===== Records to process

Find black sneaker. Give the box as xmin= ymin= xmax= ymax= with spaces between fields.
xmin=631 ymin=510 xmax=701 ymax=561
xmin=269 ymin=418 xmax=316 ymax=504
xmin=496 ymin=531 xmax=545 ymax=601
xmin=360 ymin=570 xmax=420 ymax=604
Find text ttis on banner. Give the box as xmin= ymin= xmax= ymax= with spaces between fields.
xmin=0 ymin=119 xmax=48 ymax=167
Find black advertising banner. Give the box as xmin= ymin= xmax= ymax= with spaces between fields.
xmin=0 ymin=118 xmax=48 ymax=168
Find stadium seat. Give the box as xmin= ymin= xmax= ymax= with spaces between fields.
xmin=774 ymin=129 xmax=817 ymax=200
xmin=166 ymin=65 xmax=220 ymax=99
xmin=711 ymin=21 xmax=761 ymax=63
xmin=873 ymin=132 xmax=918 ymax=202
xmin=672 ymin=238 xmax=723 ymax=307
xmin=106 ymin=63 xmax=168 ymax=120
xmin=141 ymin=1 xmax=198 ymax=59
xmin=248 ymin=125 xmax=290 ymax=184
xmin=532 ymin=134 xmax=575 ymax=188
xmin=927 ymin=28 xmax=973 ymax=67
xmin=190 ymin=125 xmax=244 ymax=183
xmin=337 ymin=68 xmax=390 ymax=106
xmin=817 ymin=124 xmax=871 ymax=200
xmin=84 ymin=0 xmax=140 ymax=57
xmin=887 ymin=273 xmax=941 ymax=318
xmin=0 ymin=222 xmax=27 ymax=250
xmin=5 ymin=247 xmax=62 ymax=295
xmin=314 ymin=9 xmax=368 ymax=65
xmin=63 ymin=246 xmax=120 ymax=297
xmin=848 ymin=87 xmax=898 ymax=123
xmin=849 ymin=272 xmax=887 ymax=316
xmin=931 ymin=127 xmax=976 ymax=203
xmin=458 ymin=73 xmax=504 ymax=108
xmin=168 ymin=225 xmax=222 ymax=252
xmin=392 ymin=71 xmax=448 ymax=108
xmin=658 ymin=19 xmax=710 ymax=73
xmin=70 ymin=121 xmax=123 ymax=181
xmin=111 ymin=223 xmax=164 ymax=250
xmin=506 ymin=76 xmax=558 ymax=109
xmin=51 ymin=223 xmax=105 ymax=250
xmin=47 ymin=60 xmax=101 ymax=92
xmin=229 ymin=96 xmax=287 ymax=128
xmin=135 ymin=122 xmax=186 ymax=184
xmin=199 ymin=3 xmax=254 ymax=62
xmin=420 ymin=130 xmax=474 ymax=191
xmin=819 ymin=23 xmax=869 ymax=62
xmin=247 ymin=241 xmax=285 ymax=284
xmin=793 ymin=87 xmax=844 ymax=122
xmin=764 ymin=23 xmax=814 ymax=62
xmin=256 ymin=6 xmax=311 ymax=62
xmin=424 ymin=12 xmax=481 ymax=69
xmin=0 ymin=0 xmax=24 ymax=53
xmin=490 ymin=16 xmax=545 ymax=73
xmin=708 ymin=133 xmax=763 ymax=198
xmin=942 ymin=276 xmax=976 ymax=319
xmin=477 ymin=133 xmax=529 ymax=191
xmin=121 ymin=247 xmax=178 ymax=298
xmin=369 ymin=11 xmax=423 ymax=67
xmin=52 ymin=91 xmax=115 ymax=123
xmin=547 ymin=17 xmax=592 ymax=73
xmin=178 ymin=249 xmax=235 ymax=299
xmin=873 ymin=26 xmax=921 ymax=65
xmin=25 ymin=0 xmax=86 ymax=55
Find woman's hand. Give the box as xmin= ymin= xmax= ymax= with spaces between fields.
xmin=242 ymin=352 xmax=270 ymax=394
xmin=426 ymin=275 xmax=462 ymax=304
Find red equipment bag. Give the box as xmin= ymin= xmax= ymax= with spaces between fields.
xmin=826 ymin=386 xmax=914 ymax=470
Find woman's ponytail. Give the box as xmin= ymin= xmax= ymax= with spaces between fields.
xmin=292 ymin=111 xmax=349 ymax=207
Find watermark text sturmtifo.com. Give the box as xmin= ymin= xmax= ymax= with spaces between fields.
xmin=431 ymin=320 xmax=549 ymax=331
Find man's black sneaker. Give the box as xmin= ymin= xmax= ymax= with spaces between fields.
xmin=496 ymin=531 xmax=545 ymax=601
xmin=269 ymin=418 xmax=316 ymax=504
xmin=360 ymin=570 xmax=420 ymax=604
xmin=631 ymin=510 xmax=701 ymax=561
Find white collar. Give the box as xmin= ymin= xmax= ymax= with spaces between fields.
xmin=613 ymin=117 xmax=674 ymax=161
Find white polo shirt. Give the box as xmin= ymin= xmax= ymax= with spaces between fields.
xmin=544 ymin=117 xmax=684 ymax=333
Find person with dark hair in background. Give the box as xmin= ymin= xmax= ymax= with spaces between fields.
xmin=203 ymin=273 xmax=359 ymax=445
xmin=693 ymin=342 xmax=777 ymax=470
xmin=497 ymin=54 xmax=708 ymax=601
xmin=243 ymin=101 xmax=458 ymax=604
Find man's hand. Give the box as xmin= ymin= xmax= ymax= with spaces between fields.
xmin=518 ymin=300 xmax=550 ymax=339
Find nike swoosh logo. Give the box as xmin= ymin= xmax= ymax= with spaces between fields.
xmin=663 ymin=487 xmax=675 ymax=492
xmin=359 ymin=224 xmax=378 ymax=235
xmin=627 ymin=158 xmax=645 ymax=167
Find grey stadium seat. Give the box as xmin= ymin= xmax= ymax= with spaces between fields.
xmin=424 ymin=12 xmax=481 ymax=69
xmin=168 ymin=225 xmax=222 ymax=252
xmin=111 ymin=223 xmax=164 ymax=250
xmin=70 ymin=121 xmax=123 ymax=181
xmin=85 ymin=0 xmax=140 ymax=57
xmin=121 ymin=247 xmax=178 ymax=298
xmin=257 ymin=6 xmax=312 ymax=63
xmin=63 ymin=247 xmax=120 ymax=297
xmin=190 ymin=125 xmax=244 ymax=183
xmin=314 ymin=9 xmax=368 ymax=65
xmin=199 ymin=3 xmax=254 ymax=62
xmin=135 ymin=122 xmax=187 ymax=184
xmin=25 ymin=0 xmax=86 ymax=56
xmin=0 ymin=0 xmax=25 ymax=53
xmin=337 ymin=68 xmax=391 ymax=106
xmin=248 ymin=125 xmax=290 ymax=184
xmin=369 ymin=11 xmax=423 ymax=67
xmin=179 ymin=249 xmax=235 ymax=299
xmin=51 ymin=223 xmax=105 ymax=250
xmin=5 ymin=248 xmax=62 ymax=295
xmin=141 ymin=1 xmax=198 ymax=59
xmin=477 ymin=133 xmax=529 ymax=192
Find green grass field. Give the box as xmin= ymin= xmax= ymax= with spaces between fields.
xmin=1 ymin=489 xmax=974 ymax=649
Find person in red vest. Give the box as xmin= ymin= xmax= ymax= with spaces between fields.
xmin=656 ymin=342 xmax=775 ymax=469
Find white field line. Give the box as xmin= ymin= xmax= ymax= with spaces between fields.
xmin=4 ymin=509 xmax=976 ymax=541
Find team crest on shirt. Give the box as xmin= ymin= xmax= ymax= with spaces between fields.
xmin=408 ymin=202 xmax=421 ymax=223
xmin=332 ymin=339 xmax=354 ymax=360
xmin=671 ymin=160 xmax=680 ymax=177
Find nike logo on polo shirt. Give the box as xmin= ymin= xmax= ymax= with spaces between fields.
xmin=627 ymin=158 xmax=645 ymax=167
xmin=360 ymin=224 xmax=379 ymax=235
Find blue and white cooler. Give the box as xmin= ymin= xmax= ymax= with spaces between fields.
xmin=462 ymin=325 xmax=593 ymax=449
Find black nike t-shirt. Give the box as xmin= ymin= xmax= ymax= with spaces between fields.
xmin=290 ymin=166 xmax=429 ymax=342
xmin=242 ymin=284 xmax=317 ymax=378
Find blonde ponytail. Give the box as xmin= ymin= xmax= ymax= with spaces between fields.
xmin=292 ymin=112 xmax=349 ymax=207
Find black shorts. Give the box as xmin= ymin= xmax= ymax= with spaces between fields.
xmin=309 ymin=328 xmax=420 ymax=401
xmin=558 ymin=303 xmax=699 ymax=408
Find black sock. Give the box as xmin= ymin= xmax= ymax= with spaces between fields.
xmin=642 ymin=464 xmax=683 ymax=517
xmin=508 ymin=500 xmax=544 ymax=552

==========

### Exercise directions:
Please copy exactly, and only, the lines from the line containing "Find blonde ponytail." through the last line of the records, with both ends included.

### Exercise output:
Find blonde ponytail. Give the box as xmin= ymin= xmax= ymax= with spaces between fields.
xmin=292 ymin=112 xmax=349 ymax=207
Find black shorts. Give the box as xmin= ymin= xmax= ymax= with spaces between fields.
xmin=309 ymin=328 xmax=420 ymax=401
xmin=558 ymin=303 xmax=699 ymax=408
Find black sock. Give the box as xmin= ymin= xmax= ymax= with spaces between fields.
xmin=642 ymin=464 xmax=683 ymax=517
xmin=508 ymin=500 xmax=544 ymax=552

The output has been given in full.